*** EXTRAIT PRÉSENTÉ ***

Le mal s'appelle Heinrich Himmler, chef des SS et de la Gestapo, organisateur des camps de concentration du Troisième Reich, très proche d'Hitler depuis le tout début de l'ascension de ce dernier, près de vingt ans avant la Deuxième Guerre mondiale. Himmler ressemble par son physique et sa pensée à un petit, banal, médiocre fonctionnaire.

© Christel Billault.
Ordonné, pratique, méthodique, il organise l'extermination des marginaux et des Juifs comme un gestionnaire. Point. Il aurait été, comme son sous-fifre Adolf Eichmann, le type même décrit par Hannah Arendt comme étant la "banalité du mal". Mais Himmler échappa à son procès en se donnant la mort. Parfois, rien n'est plus monstrueux que la banalité, l'ordre, la médiocrité.

*** DONNÉES FOURNIES ***

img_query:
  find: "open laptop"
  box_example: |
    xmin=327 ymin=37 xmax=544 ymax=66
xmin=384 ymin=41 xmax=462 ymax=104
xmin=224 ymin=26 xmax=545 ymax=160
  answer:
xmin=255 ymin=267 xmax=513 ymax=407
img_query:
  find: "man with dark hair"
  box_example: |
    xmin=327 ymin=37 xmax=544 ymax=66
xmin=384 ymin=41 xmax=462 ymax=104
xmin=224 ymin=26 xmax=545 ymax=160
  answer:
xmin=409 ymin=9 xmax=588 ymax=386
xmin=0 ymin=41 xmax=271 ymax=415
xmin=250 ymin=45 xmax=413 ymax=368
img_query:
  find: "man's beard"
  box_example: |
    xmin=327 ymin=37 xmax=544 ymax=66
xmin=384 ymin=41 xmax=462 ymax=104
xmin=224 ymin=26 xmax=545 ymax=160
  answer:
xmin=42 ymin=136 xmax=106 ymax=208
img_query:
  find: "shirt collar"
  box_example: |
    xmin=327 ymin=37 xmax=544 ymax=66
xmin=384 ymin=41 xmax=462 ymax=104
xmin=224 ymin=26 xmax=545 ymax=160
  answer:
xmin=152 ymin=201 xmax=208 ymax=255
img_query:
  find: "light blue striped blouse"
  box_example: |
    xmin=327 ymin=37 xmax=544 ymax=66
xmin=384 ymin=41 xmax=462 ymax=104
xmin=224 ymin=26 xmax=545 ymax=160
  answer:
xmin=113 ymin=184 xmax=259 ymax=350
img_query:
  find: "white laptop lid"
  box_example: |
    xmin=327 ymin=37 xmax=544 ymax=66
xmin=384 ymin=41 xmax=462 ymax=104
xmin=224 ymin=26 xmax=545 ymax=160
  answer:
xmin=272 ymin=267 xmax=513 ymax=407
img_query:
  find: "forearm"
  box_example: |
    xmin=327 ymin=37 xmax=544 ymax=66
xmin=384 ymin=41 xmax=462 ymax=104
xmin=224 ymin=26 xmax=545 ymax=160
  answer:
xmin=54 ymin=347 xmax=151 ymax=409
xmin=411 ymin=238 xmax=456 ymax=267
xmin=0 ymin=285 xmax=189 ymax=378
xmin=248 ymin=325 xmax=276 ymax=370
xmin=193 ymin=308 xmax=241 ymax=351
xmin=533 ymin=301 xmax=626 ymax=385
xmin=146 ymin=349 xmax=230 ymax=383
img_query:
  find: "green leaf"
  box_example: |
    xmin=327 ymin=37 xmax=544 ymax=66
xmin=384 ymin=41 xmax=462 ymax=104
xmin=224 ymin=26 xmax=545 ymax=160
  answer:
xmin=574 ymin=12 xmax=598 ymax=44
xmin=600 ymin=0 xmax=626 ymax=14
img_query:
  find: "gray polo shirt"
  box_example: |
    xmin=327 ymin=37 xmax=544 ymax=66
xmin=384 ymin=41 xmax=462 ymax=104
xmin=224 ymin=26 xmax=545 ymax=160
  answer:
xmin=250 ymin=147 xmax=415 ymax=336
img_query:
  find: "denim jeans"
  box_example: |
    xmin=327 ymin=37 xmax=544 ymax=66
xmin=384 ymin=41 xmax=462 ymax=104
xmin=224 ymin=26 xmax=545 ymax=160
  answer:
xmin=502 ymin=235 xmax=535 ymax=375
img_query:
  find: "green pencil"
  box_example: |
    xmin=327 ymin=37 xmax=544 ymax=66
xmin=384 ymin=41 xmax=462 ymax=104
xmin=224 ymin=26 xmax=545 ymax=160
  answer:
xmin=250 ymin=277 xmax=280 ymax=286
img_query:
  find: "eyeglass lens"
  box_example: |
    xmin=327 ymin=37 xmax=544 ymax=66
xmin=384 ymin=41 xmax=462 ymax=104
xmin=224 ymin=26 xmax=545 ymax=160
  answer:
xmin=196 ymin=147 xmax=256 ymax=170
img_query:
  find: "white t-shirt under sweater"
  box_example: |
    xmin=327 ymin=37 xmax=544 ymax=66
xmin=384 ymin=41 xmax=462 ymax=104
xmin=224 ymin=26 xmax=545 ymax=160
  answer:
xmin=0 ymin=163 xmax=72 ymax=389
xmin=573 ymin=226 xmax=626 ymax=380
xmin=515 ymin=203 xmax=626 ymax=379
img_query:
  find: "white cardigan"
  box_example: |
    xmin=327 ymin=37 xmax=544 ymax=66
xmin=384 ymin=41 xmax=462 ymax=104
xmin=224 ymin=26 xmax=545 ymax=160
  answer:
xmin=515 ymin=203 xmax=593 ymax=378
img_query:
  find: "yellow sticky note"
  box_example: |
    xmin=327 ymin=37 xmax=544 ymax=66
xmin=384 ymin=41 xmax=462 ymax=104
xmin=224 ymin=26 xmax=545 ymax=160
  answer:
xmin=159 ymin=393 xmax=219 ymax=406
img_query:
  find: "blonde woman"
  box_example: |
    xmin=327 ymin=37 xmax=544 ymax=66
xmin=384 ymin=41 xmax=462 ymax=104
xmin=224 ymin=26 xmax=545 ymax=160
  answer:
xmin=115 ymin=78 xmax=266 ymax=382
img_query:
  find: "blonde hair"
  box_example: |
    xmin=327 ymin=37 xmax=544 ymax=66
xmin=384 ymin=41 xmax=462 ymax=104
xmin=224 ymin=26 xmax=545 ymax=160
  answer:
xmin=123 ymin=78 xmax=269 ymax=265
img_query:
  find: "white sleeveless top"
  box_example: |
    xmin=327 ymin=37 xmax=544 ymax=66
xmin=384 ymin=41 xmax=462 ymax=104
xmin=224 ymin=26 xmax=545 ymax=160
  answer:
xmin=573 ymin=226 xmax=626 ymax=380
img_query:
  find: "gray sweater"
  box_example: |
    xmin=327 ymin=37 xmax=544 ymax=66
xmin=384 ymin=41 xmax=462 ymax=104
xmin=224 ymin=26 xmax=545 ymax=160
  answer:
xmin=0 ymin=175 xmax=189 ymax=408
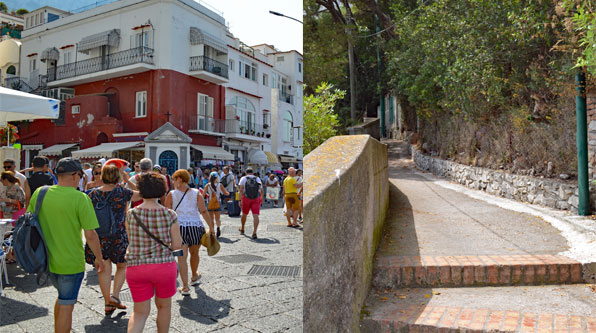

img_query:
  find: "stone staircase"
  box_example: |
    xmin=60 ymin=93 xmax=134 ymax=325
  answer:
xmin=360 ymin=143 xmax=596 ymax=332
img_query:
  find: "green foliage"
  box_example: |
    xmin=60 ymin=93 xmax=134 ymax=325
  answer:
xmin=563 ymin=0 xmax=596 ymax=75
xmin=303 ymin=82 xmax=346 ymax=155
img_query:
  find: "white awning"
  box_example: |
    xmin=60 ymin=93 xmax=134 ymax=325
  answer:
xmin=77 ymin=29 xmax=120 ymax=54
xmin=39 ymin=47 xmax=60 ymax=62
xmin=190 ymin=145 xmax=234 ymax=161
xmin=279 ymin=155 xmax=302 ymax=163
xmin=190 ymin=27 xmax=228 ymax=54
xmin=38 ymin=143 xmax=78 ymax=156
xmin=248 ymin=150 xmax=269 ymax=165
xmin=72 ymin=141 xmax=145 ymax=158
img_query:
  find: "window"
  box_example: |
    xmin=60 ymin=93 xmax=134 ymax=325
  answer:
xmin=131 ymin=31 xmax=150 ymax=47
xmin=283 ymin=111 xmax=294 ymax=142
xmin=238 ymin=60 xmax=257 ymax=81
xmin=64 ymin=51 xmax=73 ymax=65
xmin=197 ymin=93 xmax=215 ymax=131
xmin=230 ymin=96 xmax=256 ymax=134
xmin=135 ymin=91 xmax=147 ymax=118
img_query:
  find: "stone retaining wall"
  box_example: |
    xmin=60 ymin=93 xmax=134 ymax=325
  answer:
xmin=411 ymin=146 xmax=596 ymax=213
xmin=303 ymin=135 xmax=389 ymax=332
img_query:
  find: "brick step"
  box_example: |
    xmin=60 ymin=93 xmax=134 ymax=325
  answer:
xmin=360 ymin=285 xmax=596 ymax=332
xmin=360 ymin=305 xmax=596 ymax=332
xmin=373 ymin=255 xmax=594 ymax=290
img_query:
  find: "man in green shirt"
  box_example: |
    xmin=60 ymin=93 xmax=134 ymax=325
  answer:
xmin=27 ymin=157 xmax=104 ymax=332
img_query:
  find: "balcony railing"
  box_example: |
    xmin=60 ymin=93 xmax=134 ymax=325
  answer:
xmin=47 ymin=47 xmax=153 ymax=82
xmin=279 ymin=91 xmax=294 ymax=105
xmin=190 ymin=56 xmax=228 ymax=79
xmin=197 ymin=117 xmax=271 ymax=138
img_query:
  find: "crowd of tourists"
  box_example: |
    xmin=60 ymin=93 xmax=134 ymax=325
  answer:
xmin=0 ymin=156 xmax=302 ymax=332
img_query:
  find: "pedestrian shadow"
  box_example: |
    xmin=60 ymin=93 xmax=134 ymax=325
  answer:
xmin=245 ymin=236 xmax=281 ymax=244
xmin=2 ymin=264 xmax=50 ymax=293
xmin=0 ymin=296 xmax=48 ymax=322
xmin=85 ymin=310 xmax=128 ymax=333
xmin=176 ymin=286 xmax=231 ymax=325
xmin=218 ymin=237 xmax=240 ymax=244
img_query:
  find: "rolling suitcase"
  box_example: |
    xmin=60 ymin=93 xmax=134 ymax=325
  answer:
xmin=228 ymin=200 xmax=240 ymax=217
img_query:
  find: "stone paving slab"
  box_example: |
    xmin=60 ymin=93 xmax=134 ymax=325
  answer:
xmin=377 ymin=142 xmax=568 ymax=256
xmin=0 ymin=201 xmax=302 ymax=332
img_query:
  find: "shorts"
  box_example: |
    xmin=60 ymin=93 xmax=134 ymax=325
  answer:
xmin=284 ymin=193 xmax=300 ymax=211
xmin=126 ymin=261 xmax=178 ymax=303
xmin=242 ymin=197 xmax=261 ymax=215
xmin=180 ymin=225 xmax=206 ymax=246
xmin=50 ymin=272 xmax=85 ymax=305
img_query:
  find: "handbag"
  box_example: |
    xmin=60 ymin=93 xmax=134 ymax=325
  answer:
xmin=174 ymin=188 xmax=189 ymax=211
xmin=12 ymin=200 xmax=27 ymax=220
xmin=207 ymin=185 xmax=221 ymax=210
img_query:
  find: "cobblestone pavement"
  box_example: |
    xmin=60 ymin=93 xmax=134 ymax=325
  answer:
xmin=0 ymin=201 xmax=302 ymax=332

***
*** DONNÉES FOURNIES ***

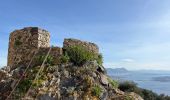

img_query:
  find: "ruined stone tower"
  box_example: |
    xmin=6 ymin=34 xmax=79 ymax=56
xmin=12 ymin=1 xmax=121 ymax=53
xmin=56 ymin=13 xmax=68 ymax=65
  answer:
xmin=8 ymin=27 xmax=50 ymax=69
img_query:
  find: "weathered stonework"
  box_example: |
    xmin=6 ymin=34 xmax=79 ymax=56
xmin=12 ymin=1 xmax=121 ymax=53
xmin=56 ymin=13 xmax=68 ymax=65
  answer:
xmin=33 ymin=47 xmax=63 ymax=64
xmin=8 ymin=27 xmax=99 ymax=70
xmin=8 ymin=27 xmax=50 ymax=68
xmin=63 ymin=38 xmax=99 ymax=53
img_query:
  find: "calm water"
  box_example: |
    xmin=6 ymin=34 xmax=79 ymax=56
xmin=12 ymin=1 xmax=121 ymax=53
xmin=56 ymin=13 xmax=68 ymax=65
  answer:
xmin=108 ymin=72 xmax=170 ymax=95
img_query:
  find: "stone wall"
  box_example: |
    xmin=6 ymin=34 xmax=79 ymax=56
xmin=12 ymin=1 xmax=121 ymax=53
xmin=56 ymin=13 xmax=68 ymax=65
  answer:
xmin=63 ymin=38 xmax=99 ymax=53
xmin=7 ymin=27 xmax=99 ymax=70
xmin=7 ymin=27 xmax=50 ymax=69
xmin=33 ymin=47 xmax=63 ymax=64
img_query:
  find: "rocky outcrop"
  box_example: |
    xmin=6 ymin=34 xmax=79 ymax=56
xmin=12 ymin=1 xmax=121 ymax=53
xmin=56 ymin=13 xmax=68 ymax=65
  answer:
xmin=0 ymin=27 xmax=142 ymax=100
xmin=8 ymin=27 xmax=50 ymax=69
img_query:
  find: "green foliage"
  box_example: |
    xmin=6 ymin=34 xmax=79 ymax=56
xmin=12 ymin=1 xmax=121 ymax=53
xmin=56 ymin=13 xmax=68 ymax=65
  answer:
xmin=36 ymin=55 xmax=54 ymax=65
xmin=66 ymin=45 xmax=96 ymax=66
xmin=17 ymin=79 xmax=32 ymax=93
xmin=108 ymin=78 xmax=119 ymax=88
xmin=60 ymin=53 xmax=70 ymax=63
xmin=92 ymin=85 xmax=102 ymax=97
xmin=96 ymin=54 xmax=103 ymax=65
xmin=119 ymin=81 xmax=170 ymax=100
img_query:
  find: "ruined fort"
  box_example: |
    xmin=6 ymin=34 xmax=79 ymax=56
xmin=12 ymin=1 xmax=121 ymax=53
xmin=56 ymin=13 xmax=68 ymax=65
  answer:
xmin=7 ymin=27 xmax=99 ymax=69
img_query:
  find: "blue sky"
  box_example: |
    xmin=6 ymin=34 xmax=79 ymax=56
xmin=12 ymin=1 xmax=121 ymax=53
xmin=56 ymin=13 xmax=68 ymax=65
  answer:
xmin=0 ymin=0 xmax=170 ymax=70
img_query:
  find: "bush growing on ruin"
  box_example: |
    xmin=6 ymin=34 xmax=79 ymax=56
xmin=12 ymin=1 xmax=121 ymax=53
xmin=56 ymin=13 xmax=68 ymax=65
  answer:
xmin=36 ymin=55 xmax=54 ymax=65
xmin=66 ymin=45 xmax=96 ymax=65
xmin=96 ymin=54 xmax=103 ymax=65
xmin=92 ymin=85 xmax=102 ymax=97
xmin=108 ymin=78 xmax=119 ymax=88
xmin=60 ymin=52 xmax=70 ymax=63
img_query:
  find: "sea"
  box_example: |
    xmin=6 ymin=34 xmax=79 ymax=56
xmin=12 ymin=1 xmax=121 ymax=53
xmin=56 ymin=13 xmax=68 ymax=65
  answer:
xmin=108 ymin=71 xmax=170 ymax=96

***
*** DONNÉES FOURNIES ***

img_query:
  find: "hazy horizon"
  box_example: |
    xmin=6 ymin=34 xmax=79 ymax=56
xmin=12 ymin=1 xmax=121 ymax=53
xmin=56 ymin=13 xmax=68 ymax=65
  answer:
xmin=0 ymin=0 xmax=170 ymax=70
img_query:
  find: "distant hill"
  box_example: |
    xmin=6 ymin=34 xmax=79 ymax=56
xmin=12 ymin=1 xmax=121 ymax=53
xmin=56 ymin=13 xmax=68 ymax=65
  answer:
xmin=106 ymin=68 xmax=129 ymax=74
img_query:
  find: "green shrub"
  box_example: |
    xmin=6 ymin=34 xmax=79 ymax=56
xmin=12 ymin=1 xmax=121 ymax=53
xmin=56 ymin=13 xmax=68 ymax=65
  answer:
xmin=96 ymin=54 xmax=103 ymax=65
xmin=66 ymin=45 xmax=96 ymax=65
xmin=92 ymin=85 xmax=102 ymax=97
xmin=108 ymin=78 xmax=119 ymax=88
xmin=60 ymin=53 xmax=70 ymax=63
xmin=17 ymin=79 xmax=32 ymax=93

***

» **CONSIGNES DE TRAVAIL**:
A) Relevez, dans l'ordre où ils apparaissent, tous les noms de personnes que contient l'extrait sur Himmler, y compris celui qui suit le symbole ©.
B) Traduisez en anglais cette phrase de l'extrait sur Himmler : « Mais Himmler échappa à son procès en se donnant la mort. »
C) Poursuivez l'extrait sur Himmler à partir de sa dernière phrase.
Les lignes n'ont aucun rôle dans ce travail.

» **RÉPONSES PAR TÂCHE**:
A) Heinrich Himmler, Hitler, Christel Billault, Adolf Eichmann, Hannah Arendt

B) But Himmler escaped his trial by taking his own life.

C)
Malgré la pâleur de leur personnalité, les noms de ces âmes de fonctionnaires sont gravés dans notre mémoire collective comme l'incarnation du Mal et de l'inimaginable, quand d'autres noms - dont les actes furent éblouissants d'humanité - restent dans l'ombre. Parmi eux, Oskar Schindler et sa liste ont été sauvés de l'oubli grâce au film de Steven Spielberg, mais également par la distinction qui lui a été faite d'être reconnu "Juste parmi les nations". D'autres n'ont eu aucune de ces deux chances. Ainsi, le héros de cette pièce, Félix Kersten, oublié.

Joseph Kessel lui consacra pourtant un livre, "Les Mains du miracle", et, aujourd'hui, Antoine Nouel, l'auteur de la pièce, l'incarne dans la pièce qu'il a également mise en scène. C'est un investissement total que ce comédien a mis dans ce projet pour sortir des nimbes le visage étonnant de ce personnage de l'Histoire qui, par son action, a fait libérer près de 100 000 victimes du régime nazi. Des chiffres qui font tourner la tête, mais il est le résultat d'une volonté patiente qui, durant des années, négocia la vie contre le don.